▶ **Task to carry out**:
Please carry the report on Brad Will's memorial service further, starting right after its last paragraph.

▶ **Passage to read**:
A Day of Tears and Laughter: Brad Will Mourned and Celebrated at Memorial Service

From St. Mark’s Church to CHARAS, Brad’s community expresses its love.

November 12th, 2006 – John Tarleton writes: Two hundred friends of Brad Will sang, cried, shared stories, marched through the Lower East Side and stormed a padlocked community center Saturday as they remembered the longtime activist and independent journalist who was murdered on Oct. 27 by Mexican paramilitaries.

The day’s events began at a packed St. Mark’s Church where a three-hour plus memorial service was held featuring music, poetry, homemade video from Brad’s travels, readings from his writings and a slideshow of his life set to music by folksinger Stephanie Rogers. A giant banner of Brad holding a small child in his arms hung above the back of the alter. Below, a vivid, life-sized cardboard cutout of Brad holding a video camera was mounted atop his old bicycle. Brad’s sisters Wendy Mikavich and Christy were also present.

Photos and Background on NYC IMC

“We’re here acknowledging the life of a prophet and a saint,” said Frank Morales, an Associate Pastor at St. Mark’s and a veteran Lower East Side activist. “Over the years, I saw him go from a being a very heart-on-his-sleeve kind of guy to someone who was a very centered and wise-beyond-his-years person.”

▶ **Information shown**:
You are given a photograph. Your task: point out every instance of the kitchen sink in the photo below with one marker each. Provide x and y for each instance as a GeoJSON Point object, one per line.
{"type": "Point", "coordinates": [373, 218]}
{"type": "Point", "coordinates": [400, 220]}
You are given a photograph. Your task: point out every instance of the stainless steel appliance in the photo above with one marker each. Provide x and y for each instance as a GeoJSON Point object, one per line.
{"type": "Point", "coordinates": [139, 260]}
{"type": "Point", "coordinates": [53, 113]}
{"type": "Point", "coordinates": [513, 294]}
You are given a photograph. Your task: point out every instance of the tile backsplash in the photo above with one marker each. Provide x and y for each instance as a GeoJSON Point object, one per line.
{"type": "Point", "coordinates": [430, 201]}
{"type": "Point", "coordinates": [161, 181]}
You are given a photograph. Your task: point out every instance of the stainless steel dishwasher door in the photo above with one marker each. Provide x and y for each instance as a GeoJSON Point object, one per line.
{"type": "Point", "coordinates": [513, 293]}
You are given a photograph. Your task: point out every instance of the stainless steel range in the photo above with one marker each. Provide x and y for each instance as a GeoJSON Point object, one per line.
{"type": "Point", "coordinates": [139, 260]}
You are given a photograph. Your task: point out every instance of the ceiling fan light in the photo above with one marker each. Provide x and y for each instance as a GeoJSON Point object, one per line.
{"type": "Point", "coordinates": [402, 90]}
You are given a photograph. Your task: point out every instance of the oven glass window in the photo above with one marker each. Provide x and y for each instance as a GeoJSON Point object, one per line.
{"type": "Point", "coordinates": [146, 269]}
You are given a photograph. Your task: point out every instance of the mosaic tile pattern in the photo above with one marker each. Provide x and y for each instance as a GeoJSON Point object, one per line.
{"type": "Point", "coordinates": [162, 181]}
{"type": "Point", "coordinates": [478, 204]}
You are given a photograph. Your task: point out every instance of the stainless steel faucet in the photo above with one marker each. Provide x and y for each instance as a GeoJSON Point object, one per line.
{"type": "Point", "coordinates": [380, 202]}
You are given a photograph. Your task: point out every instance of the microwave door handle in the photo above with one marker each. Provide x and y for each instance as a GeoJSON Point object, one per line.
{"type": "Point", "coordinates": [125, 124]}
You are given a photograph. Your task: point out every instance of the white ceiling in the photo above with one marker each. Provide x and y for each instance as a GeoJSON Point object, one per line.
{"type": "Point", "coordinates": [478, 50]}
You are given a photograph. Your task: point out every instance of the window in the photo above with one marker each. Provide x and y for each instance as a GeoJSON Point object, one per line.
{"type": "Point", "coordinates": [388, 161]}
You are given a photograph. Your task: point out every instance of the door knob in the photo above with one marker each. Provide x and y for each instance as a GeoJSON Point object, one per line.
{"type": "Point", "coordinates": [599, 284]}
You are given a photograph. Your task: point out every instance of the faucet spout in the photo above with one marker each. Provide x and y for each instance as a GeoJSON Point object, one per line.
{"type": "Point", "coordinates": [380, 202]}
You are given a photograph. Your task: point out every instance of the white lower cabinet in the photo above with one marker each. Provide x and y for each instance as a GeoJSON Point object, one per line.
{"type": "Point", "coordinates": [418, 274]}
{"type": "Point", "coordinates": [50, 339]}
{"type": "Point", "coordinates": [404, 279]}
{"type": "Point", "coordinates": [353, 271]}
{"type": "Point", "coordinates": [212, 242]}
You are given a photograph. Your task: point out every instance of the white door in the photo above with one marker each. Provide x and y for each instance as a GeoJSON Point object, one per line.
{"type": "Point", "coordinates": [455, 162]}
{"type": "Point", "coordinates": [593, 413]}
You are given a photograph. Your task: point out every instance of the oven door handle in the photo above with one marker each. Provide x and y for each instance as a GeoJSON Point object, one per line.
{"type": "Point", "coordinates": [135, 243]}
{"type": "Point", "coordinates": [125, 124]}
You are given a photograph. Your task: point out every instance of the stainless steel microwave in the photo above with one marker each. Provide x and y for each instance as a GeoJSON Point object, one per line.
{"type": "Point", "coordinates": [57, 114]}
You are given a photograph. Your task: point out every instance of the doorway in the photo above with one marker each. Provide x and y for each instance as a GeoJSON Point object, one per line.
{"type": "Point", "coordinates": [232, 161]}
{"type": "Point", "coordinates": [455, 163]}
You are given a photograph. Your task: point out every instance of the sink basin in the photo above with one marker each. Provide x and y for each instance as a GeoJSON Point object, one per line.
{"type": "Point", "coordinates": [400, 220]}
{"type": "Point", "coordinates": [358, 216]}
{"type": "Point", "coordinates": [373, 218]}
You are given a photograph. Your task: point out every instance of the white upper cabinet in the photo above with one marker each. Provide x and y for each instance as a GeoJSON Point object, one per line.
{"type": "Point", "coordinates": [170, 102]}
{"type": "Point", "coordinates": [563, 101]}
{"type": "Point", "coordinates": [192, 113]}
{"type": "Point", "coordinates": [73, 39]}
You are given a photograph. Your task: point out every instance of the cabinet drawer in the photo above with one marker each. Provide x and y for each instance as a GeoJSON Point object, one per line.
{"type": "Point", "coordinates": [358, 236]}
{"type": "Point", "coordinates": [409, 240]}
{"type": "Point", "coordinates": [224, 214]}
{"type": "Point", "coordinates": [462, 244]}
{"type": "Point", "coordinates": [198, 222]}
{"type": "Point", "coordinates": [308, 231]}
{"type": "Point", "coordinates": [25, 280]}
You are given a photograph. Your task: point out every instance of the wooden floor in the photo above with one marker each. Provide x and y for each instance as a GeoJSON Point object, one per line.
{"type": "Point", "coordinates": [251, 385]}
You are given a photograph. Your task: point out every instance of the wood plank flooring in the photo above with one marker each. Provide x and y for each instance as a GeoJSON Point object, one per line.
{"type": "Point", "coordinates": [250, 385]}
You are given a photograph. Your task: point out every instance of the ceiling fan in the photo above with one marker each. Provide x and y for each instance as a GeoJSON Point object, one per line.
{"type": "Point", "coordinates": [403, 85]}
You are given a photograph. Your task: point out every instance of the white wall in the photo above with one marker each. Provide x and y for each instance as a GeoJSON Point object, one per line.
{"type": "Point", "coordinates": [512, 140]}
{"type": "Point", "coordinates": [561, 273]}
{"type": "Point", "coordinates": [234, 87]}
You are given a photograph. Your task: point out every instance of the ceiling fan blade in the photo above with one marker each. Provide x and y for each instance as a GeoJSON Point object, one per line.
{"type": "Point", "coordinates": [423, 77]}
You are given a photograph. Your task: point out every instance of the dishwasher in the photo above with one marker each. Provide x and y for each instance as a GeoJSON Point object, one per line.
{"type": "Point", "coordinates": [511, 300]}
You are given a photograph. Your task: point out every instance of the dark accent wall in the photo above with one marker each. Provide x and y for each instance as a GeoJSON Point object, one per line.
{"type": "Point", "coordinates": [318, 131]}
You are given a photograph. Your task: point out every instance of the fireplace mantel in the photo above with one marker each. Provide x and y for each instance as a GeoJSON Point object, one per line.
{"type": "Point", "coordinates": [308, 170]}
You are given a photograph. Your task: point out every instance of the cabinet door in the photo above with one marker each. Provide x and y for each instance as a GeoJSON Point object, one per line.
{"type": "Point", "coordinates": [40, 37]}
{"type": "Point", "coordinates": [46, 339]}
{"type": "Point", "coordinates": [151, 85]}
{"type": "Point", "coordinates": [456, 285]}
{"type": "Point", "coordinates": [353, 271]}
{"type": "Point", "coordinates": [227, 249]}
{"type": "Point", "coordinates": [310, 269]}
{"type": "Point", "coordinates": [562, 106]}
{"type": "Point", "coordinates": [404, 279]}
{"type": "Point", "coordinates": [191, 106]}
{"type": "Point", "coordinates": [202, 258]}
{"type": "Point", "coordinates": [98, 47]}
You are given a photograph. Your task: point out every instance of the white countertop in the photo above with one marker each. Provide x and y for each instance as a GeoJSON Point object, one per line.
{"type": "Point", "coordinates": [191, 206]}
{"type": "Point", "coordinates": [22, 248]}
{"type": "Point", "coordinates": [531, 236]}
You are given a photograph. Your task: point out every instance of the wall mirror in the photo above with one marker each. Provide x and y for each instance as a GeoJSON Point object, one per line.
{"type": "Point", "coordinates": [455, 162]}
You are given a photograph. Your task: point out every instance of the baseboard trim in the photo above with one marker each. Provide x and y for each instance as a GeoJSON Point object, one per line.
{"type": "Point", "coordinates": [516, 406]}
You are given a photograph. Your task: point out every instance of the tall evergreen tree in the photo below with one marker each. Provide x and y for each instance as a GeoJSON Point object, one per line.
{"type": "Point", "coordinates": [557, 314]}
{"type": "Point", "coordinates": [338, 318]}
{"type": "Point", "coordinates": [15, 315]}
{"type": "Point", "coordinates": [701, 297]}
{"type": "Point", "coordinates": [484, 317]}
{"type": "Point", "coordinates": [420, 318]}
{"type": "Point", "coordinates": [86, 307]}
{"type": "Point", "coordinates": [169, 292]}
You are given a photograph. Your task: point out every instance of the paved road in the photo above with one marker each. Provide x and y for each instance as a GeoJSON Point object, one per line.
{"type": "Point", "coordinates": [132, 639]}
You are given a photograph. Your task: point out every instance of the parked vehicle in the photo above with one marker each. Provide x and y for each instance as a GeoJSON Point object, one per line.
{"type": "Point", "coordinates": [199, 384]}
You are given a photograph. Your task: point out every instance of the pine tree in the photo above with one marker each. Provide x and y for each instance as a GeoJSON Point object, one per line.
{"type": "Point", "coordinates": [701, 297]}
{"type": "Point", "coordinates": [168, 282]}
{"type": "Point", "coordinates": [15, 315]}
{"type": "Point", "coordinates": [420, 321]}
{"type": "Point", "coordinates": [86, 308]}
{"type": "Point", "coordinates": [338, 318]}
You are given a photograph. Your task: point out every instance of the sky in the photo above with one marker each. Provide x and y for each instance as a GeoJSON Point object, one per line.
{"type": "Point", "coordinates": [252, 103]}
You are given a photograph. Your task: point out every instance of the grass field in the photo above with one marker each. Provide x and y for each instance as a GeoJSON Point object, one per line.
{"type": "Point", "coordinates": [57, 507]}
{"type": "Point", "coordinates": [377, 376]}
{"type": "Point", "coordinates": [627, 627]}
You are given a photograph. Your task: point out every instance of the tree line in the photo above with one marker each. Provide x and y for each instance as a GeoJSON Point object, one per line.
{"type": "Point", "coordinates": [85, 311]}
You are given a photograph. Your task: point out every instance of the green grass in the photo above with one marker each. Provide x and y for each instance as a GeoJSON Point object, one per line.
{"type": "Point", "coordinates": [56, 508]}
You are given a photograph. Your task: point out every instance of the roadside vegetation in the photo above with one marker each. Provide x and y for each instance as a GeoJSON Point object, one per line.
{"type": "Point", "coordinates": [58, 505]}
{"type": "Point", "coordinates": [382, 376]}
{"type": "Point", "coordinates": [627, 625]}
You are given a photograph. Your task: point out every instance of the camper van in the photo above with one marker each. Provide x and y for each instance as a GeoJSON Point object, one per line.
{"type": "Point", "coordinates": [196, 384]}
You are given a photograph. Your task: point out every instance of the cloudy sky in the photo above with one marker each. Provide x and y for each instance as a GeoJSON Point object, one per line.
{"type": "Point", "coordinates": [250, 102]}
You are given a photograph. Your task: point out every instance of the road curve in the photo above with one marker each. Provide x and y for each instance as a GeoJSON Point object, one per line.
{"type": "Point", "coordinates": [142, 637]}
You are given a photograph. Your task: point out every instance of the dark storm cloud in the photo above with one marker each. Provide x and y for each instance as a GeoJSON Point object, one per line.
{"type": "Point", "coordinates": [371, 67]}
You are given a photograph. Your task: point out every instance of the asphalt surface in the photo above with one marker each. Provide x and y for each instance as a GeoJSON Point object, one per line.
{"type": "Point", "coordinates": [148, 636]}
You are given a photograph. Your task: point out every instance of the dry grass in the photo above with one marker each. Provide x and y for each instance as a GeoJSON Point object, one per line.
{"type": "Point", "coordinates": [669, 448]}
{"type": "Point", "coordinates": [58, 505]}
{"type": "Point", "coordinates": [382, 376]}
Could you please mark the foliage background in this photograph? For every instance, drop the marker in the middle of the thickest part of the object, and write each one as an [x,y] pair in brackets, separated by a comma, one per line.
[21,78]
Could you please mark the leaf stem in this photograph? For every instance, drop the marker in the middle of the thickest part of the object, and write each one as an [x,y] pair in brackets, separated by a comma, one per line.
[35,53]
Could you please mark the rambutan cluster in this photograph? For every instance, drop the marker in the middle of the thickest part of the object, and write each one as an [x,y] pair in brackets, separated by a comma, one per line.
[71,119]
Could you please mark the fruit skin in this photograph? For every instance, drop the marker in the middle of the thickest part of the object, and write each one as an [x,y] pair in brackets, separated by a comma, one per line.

▶ **Reply**:
The slideshow, which featured scores of family photos, left many in tears as it showed Brad’s life unfold from a playful little boy growing up in an affluent Chicago suburb to a playful, easygoing adult who refused to turn his eyes away from injustice and oppression anywhere in the world.

“You gave names and faces to the big body counts,” said his close friend Dyan Neary, who traveled with him in recent years throughout South America.

Brad, 36, was killed by paramilitaries who fired into a crowd while he was filming protests against the much-despised governor of the southern Mexican state of Oaxaca.

Throughout the ceremony, friends wove together the various strands of his adult life—from student of Allan Ginsberg at the Jack Kerouac School of Disembodied Poetics in Boulder, Colorado to his frontline activism in the old-growth forests of the Pacific Northwest and the squatter and community garden struggles on the Lower East Side to his work with Indymedia.

Tears turned to laughter when video footage was shown in which Brad (who could clean out anyone’s refrigerator) stood on the side of a highway trying to compose a haiku to hold aloft for passing motorists before finally giving up and trying to scrawl “84 East” on a piece of cardboard, which somehow came out as “84 Eat”.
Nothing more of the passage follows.